**The input**:
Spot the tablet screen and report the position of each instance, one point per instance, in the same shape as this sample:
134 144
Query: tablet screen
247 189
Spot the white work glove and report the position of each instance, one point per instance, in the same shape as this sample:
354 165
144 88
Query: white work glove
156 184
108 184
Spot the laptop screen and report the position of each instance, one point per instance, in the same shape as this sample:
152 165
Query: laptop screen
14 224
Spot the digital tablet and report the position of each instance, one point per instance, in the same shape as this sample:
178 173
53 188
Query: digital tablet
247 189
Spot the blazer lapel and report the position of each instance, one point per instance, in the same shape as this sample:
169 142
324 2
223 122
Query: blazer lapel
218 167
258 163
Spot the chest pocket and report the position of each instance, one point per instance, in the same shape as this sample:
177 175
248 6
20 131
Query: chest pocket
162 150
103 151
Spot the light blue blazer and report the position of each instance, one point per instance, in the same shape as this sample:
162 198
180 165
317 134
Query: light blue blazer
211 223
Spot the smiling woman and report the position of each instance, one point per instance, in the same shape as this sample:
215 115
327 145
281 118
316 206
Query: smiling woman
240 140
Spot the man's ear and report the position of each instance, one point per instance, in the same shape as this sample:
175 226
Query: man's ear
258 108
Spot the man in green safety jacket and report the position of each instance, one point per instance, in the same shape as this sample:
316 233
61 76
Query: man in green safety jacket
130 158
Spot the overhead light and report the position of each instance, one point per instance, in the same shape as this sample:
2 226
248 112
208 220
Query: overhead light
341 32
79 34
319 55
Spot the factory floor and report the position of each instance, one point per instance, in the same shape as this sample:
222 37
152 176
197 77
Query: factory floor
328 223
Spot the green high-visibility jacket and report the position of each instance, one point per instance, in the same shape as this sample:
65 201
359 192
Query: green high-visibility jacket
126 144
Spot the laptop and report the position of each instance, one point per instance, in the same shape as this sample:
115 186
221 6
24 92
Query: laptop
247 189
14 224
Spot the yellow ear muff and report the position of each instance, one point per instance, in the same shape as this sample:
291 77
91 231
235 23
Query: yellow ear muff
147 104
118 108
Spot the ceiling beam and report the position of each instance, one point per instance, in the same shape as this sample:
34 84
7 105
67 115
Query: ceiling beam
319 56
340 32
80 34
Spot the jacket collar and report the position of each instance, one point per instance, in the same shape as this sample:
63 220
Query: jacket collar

**What you should do**: Go through the records line by line and count those that contain the string "collar". Answer with the count alone.

**Written response**: 2